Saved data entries
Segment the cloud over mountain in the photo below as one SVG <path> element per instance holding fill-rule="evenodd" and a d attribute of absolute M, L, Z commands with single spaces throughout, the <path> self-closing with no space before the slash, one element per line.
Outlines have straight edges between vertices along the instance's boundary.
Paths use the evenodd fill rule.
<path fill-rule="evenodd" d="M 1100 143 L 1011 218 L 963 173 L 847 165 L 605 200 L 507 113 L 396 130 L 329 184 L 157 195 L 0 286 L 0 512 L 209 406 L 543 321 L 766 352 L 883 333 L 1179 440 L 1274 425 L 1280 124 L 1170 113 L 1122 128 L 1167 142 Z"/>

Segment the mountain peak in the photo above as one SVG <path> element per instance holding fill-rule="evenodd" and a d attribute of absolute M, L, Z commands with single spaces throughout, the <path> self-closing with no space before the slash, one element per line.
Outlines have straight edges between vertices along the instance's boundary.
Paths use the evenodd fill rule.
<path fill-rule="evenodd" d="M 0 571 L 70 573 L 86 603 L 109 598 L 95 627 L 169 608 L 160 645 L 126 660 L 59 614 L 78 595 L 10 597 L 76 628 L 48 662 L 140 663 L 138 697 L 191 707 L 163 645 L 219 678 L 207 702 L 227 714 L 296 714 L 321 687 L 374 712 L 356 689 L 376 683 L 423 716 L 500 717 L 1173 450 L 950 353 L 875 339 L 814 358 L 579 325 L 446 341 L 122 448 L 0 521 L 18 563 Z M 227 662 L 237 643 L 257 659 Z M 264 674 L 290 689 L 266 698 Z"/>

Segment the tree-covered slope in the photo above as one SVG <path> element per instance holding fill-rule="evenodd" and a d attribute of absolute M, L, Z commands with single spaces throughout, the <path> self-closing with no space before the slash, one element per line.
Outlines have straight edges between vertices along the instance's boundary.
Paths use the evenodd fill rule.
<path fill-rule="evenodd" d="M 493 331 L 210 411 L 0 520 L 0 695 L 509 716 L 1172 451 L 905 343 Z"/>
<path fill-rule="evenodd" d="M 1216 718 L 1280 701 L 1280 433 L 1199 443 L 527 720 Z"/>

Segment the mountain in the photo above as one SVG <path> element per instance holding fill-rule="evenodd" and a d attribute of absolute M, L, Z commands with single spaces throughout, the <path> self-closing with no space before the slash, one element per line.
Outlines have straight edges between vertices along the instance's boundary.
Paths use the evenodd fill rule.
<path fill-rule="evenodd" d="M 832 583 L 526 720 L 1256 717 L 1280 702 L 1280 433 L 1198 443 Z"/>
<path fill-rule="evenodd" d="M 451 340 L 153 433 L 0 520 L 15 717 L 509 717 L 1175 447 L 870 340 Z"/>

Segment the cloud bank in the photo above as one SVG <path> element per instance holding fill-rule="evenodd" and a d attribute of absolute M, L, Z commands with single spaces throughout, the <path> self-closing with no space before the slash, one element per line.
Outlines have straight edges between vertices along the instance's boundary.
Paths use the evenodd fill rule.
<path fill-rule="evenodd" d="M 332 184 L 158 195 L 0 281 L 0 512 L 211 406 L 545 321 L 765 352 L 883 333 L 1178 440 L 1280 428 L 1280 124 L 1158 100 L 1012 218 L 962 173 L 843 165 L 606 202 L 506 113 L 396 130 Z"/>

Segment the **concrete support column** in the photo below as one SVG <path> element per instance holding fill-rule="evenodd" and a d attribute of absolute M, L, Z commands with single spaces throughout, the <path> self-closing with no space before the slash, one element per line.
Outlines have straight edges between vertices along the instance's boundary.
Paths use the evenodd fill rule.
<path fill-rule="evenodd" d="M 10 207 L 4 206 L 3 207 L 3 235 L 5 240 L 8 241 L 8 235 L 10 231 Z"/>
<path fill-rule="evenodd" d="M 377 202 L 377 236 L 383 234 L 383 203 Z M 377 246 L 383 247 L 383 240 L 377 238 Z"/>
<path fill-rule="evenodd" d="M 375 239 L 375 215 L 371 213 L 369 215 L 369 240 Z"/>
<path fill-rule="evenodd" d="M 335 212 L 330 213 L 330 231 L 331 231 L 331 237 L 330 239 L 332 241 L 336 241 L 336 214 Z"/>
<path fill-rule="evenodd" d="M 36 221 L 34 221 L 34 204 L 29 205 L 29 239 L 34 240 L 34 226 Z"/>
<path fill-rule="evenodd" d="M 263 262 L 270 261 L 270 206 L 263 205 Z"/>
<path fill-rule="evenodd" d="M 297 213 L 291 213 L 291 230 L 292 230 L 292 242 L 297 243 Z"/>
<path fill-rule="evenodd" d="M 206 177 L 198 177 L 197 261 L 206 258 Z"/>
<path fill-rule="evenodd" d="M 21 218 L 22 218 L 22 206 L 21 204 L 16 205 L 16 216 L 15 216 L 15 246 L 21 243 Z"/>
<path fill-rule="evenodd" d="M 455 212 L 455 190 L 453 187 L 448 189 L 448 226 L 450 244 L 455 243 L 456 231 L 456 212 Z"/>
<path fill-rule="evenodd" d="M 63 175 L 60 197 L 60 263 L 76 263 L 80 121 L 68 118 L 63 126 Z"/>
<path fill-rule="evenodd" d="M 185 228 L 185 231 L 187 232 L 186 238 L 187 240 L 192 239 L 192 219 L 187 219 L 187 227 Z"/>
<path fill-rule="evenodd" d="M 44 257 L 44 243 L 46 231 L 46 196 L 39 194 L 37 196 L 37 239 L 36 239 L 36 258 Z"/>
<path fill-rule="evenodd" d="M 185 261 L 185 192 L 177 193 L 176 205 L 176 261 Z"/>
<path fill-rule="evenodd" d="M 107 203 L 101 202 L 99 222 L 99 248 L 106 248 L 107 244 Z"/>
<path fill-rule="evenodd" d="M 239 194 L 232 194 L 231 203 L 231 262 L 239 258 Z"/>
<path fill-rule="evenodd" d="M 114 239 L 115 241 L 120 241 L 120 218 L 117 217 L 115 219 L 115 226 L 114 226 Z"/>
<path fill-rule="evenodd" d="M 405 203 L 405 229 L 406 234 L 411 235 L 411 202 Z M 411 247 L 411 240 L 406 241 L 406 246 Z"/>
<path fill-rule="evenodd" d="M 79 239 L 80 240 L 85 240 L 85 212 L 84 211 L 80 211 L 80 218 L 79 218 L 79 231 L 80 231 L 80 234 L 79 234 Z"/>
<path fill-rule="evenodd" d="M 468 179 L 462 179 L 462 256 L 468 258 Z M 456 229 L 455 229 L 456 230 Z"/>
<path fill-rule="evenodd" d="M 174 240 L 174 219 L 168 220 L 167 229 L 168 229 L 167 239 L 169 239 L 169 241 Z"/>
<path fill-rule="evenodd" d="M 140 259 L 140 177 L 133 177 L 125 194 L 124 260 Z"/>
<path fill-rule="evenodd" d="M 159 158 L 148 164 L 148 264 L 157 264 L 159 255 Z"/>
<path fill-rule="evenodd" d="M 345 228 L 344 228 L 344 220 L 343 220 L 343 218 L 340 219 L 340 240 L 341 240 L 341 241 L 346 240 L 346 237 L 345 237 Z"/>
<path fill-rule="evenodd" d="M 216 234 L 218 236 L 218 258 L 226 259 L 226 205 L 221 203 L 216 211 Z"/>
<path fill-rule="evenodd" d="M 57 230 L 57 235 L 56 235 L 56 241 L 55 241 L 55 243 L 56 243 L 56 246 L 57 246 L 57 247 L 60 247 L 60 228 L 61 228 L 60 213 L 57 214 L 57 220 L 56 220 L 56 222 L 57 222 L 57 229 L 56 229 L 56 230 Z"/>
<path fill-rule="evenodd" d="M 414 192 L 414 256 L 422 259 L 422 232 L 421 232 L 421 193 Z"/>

* * *

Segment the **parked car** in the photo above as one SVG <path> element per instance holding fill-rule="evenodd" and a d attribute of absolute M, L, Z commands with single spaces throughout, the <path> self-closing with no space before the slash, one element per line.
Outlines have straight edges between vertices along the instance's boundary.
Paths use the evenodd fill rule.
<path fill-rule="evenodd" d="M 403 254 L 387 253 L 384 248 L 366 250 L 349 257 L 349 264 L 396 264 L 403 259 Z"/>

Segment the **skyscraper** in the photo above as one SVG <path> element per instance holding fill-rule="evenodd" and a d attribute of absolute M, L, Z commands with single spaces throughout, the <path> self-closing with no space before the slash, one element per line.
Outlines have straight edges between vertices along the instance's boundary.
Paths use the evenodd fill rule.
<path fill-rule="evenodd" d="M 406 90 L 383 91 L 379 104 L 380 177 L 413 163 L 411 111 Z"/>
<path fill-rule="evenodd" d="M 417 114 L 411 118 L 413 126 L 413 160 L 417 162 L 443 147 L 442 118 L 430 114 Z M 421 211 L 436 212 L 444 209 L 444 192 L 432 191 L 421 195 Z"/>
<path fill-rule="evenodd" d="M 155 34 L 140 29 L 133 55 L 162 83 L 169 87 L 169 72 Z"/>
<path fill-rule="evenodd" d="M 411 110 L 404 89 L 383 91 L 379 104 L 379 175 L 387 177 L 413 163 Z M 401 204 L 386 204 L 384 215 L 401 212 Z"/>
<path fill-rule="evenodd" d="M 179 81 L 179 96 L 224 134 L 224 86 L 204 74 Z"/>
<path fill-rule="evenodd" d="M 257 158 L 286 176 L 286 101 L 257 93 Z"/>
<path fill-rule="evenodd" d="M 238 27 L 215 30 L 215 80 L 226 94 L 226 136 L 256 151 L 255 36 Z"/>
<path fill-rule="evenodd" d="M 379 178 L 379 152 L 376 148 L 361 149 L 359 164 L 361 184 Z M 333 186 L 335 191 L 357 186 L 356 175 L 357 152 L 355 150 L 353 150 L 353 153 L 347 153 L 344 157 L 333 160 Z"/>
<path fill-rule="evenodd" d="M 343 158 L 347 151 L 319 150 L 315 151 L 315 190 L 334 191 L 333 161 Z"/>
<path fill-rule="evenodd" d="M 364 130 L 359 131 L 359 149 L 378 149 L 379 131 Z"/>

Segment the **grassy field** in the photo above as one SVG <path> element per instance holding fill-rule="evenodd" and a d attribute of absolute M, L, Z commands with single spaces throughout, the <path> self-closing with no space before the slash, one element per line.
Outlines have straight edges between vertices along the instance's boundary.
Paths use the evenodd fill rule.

--

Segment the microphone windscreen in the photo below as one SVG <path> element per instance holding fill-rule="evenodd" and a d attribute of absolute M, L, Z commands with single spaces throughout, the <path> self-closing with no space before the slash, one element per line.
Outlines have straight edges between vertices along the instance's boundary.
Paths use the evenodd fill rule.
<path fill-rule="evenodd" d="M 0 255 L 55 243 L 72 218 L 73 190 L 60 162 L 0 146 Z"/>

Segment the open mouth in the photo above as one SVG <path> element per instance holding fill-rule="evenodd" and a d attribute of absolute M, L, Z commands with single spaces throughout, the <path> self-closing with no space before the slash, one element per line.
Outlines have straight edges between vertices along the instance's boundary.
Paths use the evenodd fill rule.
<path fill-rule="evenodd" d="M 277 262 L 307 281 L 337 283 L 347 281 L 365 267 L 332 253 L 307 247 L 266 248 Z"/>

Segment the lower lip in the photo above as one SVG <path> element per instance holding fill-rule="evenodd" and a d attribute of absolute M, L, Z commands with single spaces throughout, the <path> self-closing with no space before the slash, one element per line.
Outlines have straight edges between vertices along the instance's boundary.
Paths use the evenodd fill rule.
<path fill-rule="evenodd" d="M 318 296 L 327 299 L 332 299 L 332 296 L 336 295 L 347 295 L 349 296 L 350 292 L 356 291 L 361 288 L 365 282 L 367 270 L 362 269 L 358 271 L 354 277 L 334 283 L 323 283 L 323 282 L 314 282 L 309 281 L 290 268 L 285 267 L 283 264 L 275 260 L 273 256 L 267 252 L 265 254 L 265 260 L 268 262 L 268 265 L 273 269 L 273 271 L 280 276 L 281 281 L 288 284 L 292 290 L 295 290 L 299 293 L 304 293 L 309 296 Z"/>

> BRIEF:
Return every line of the preceding records in which the word "below" appears.

> SOLUTION:
Segment the cloud over mountain in the photo below as one SVG <path> element per instance holding fill-rule="evenodd" and a d attribute of absolute M, L, Z commands with single spaces throughout, the <path> self-closing with no space before the slash, one element per line.
Segment the **concrete support column** in the photo below as one SVG <path> element per instance holding fill-rule="evenodd" and a d attribute of absolute M, L, Z commands with single spaces throughout, the <path> self-closing with no space before the slash, one element per line.
Segment the microphone windscreen in the photo below as one SVG <path> element per instance holding fill-rule="evenodd" and a d attribute of absolute M, L, Z commands with single spaces throughout, the <path> self-closing with no space before the slash, one element per line.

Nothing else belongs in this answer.